Énoncé rédigé 1:
Transcrivez fidèlement le passage de l'article sur les meurtres de Spirit Lake qui va de « La maison où les » à « tout s'est passé. ».
Énoncé rédigé 2:
Prolongez l'article sur les meurtres de la réserve de Spirit Lake en reprenant juste après sa dernière phrase.

Texte fourni:

▶

Les étranges meurtres de la réserve indienne de Spirit Lake

FYI.

This story is over 5 years old.

News

Les étranges meurtres de la réserve indienne de Spirit Lake

Travis DuBois Junior et sa sœur Destiny Shaw, âgés de 6 et 9 ans, se sont fait assassiner par leur babysitter.

La maison où les meurtres ont eu lieu. Photos de Matthew Leifheit

C'est une maison préfabriquée en plastique gris. Ses fenêtres sont recouvertes d'une autre couche de plastique censée diminuer les factures de chauffage – un effort futile ici à Saint Michael, dans le Dakota du Nord, où les journées à -20 degrés sont fréquentes en hiver. L'ado qui m'ouvre la porte semble méfiant et fatigué. Il a des raisons de l'être : deux hommes sont chez lui et lui demandent s'il s'agit bien de la maison où tout s'est passé.

Publicité

« Oui, c'est bien cette maison », nous a-t-il dit.

Les violents assassinats de Travis DuBois Jr. et de sa sœur, Destiny Shaw, auraient fait les gros titres s'ils s'étaient déroulés ailleurs. Mais à Saint Michael – l'une des quatre petites villes de la réserve indienne de Spirit Lake –, les informations sortent au compte-gouttes. Et, même quand la nouvelle de leur mort a atteint le monde extérieur, seuls les journaux locaux en ont parlé. Néanmoins, d'autres décès d'un genre similaire et des problèmes avec le service de protection de l'enfance de Spirit Lake ont suscité une légère attention des autorités fédérales, avant de finalement attirer l'attention des médias nationaux.

Désormais, quatre ans après le crime, la mort de ces deux enfants représente le début de quelque chose. La fin – si il y en a une – reste à découvrir.

Foyer de la tribu Sioux Sisseton-Wahpeton Oyate, Spirit Lake est un dédale de routes mal démarquées qui se courbent à travers les collines et les prairies. Les paysages sont magnifiques. Définir Saint Michael ou un autre des trois villages de Spirit Lake comme des villes serait un peu exagéré. Si on veut aller au fast-food, prendre de l'essence ou faire des courses, il faut rejoindre Devil's Lake, ville de 7 256 habitants située à un quart d'heure de route. Spirit Lake, qui dispose certes de quelques aménagements modernes, reste protégée du monde extérieur et héberge un petit peu plus de 6 000 personnes.

Publicité

« C'est un endroit où on n'aime pas que les gens fouinent », m'a expliqué un ami et reporter de longue date dans la région, avant que je prenne la route avec Matthew Leifheit, photographe de VICE.

Nous étions là pour fouiner, je suppose.

Dans le centre de loisirs de Saint Michael, des enfants posent devant les photos de délinquants sexuels qui vivent dans la réserve de Spirit Lake.

◀

Entrées fournies:
▶

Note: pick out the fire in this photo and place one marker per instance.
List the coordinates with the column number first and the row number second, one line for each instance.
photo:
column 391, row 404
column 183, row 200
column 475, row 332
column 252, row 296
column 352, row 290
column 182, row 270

◀

Réponse attendue 1:
La maison où les meurtres ont eu lieu. Photos de Matthew Leifheit

C'est une maison préfabriquée en plastique gris. Ses fenêtres sont recouvertes d'une autre couche de plastique censée diminuer les factures de chauffage – un effort futile ici à Saint Michael, dans le Dakota du Nord, où les journées à -20 degrés sont fréquentes en hiver. L'ado qui m'ouvre la porte semble méfiant et fatigué. Il a des raisons de l'être : deux hommes sont chez lui et lui demandent s'il s'agit bien de la maison où tout s'est passé.

Réponse attendue 2:
Destiny et son frère Travis, plus connu sous le nom de « Baby Trav », sont les enfants de Mena Shaw et Travis DuBois, un pompier de la réserve. La relation qu'entretenait à l'époque le couple était déjà compliquée – ils étaient séparés au moment de la mort de leurs enfants. Destiny et Baby Trav ont passé du temps aux domiciles de leurs deux parents, tout comme leurs frères et sœurs. L'un d'eux, Stephon, le petit frère de Destiny et de Baby Trav, était à la maison au moment des meurtres. L'enfant a été épargné par leur cousin de 18 ans, Valentino « Tino » Bagola, qui purge maintenant deux condamnations à perpétuité pour son crime. Tino a poignardé Destiny et Baby Trav, âgé de 9 et 6 ans, d'une centaine de coups de couteaux le 18, 19 ou 20 mai 2011. Le jour exact des faits n'est pas connu car, pendant ces trois jours, leur père Travis était complètement bourré à la Budweiser et leur mère Mena était absente.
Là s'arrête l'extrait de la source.